** Dataset follows **

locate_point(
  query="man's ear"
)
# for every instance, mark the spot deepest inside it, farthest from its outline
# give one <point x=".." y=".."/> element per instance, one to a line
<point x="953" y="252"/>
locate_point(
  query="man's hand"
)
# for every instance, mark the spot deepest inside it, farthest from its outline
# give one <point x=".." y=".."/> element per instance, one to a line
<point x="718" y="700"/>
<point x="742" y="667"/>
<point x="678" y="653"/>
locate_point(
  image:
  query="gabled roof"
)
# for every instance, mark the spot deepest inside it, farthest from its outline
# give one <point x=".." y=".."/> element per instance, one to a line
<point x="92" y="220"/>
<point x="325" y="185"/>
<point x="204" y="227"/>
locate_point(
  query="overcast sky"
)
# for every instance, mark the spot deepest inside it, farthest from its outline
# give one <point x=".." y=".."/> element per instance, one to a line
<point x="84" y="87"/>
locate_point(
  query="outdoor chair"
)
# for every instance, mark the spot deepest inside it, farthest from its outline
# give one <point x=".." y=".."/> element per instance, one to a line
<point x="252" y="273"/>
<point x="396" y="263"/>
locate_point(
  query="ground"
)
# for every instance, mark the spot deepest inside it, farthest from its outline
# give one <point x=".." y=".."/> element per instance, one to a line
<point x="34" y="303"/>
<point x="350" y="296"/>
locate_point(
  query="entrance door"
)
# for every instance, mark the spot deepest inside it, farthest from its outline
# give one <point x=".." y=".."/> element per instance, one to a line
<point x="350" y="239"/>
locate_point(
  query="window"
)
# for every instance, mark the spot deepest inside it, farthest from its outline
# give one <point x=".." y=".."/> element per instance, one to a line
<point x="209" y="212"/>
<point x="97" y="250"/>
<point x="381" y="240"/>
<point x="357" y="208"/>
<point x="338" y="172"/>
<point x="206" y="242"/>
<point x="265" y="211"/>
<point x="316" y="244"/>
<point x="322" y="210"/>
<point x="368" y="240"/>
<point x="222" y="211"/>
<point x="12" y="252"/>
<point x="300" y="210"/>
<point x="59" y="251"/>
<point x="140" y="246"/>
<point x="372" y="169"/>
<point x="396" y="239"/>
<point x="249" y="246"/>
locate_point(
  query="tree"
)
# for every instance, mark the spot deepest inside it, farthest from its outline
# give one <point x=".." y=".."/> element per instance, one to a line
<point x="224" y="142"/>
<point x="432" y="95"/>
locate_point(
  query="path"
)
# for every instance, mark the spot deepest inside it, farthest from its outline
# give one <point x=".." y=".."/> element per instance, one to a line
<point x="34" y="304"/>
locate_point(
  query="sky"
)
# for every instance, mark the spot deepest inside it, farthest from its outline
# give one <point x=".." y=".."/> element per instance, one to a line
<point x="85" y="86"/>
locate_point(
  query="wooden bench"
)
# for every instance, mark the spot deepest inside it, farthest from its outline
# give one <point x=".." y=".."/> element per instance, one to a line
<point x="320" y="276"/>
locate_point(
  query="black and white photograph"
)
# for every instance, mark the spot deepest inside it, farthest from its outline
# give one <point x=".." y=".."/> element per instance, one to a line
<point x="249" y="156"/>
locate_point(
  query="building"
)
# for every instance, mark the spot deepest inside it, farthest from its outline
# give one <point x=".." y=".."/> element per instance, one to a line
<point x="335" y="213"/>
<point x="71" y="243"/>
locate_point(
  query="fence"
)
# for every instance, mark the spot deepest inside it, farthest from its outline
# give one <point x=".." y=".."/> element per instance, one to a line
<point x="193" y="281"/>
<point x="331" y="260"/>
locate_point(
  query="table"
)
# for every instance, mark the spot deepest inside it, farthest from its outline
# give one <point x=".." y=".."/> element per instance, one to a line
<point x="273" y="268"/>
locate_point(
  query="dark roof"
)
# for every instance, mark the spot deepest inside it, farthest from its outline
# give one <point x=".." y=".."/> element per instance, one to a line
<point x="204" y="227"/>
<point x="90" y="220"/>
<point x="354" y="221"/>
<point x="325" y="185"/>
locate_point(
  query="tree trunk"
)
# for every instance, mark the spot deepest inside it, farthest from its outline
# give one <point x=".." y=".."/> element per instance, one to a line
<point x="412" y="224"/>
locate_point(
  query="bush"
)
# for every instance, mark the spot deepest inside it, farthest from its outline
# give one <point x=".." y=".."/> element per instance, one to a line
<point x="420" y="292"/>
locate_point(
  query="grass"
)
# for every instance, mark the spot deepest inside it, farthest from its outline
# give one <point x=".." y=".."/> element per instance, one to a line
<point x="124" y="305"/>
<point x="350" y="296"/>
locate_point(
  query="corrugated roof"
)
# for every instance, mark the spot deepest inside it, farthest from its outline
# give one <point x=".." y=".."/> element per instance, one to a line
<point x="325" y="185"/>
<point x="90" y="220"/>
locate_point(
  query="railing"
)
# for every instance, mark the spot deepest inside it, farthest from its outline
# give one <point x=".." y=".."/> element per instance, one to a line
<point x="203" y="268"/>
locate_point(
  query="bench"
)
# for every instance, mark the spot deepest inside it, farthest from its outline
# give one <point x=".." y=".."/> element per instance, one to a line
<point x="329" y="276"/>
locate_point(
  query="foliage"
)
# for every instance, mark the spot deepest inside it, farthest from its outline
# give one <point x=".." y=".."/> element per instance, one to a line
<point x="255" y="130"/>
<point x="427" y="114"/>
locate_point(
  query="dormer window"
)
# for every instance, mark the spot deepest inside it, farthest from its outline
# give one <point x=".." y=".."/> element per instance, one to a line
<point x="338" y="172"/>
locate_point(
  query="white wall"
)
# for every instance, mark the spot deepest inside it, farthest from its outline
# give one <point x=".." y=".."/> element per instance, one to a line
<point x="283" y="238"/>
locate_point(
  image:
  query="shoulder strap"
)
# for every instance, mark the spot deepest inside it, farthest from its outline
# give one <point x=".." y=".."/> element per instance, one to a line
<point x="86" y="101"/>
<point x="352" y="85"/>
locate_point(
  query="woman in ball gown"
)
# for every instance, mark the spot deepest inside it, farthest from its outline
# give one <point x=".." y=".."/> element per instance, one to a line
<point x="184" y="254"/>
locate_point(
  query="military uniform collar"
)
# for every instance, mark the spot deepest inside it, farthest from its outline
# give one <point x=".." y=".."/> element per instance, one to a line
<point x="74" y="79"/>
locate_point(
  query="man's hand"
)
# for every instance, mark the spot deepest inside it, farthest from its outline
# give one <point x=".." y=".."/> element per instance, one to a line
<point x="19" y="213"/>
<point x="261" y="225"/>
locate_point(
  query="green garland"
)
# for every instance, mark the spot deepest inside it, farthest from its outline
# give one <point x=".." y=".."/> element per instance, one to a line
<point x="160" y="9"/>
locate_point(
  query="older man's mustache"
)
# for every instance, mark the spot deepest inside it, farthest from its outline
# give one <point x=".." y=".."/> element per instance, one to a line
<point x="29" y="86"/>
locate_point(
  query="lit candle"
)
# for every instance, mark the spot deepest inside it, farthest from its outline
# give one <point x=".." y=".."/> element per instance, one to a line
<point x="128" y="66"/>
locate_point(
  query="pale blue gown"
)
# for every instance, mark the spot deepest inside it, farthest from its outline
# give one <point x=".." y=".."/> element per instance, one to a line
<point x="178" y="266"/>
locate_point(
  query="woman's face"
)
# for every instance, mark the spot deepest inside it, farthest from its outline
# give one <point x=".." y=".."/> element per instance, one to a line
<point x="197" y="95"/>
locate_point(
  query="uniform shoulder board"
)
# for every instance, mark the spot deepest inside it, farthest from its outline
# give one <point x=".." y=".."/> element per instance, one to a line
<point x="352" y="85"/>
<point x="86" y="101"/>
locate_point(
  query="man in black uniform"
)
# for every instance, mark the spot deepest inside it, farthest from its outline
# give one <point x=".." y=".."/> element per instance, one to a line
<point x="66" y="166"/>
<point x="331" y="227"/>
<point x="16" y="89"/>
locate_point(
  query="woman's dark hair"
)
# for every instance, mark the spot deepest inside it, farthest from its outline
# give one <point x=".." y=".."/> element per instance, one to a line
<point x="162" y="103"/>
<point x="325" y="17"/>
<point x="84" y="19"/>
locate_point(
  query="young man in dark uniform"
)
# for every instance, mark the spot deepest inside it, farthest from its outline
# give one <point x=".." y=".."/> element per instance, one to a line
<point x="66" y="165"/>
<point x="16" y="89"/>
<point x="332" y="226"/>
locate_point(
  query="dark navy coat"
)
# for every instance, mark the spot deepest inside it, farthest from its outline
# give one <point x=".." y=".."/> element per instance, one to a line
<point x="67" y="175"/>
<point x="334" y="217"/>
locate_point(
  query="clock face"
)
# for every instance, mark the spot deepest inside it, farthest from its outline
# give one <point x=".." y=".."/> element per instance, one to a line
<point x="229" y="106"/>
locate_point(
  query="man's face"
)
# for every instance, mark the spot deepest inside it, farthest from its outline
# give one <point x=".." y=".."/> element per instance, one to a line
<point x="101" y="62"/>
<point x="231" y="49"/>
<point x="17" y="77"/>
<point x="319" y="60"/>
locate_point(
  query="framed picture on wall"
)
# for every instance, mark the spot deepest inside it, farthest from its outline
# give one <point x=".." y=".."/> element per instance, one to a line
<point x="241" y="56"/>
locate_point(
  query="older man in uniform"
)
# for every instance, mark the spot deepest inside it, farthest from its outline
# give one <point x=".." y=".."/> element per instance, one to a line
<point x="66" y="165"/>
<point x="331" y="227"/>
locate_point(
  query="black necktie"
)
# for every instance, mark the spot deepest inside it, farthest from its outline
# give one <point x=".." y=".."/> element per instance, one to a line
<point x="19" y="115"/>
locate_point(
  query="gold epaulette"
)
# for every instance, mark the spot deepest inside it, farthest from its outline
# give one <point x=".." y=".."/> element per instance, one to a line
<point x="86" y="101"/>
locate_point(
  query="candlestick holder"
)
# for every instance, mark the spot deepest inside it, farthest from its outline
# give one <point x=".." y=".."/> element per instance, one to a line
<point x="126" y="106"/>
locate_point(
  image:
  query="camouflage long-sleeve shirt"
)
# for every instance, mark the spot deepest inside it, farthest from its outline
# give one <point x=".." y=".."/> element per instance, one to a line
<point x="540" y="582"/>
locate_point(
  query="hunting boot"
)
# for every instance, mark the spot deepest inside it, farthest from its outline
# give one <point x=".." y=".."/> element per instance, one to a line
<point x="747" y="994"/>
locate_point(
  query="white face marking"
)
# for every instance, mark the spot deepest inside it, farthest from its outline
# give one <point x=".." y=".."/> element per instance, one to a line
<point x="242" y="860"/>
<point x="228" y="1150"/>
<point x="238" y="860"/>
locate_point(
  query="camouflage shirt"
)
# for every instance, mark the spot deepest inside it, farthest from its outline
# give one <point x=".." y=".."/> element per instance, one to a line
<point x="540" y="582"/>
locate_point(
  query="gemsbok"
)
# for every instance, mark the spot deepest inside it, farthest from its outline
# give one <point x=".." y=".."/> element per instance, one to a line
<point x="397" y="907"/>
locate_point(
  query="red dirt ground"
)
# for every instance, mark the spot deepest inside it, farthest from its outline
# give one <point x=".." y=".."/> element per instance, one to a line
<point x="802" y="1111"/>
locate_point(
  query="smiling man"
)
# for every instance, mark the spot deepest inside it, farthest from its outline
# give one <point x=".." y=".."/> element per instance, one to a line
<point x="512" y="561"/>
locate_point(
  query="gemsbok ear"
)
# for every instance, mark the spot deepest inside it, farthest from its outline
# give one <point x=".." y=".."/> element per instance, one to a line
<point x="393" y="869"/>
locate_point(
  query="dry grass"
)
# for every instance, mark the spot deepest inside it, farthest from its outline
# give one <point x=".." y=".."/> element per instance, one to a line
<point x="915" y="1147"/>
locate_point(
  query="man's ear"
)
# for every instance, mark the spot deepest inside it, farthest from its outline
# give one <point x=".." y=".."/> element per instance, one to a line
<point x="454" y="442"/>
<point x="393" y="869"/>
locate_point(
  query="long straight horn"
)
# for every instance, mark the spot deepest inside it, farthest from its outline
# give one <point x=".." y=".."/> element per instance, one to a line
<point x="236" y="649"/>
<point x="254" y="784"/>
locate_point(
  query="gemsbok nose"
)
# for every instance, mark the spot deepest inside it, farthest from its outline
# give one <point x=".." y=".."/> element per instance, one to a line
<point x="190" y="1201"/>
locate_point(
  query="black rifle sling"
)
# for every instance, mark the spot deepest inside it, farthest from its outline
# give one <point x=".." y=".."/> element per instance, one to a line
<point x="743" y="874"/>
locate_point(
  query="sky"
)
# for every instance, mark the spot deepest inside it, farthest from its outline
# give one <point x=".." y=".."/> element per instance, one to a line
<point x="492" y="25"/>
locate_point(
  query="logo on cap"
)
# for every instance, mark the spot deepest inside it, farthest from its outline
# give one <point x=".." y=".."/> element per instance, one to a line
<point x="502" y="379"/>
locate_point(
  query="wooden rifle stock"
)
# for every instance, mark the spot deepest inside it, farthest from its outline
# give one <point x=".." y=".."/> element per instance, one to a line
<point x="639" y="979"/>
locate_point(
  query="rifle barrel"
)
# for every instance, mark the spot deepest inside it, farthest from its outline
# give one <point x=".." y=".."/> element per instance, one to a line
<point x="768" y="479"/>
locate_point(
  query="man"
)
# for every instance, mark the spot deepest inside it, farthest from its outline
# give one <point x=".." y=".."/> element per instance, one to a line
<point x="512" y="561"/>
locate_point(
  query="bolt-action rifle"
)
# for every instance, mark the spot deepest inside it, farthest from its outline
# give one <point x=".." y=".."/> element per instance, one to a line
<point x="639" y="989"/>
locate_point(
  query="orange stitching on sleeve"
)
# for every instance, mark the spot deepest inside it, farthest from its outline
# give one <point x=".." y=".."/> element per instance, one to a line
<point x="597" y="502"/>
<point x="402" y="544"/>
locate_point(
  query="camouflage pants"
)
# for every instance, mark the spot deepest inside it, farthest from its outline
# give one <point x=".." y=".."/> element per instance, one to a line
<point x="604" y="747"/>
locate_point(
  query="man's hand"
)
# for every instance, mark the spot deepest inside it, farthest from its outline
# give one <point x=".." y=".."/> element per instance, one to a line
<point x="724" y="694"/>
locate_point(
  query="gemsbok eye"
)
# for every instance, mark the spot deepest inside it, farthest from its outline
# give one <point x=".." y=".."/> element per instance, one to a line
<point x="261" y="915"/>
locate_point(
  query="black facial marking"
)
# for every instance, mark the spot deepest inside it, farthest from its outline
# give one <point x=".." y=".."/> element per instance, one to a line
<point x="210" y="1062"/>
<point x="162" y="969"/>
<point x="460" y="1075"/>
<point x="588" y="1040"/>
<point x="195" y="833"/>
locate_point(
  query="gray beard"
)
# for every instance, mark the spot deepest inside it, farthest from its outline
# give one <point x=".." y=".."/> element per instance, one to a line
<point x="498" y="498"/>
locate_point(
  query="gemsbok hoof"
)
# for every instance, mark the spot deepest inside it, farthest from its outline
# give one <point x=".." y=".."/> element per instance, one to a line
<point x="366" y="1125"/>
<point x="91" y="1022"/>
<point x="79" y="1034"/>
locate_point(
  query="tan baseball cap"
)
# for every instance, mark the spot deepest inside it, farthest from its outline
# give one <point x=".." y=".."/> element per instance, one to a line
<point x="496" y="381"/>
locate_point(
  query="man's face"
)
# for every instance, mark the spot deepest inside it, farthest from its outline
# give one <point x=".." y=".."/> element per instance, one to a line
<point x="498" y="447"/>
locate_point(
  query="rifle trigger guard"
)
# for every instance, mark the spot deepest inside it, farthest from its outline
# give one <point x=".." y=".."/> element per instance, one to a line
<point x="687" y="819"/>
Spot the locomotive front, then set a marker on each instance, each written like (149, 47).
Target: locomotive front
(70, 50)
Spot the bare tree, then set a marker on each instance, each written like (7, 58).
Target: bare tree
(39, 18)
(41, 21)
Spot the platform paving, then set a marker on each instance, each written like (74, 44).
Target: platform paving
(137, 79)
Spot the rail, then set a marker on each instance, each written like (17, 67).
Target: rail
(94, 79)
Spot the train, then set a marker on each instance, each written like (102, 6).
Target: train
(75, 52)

** End of Dataset **

• Problem requirements
Show every line in the entries above that contains the string "wooden".

• Your response
  query="wooden bench"
  query="wooden rifle stock"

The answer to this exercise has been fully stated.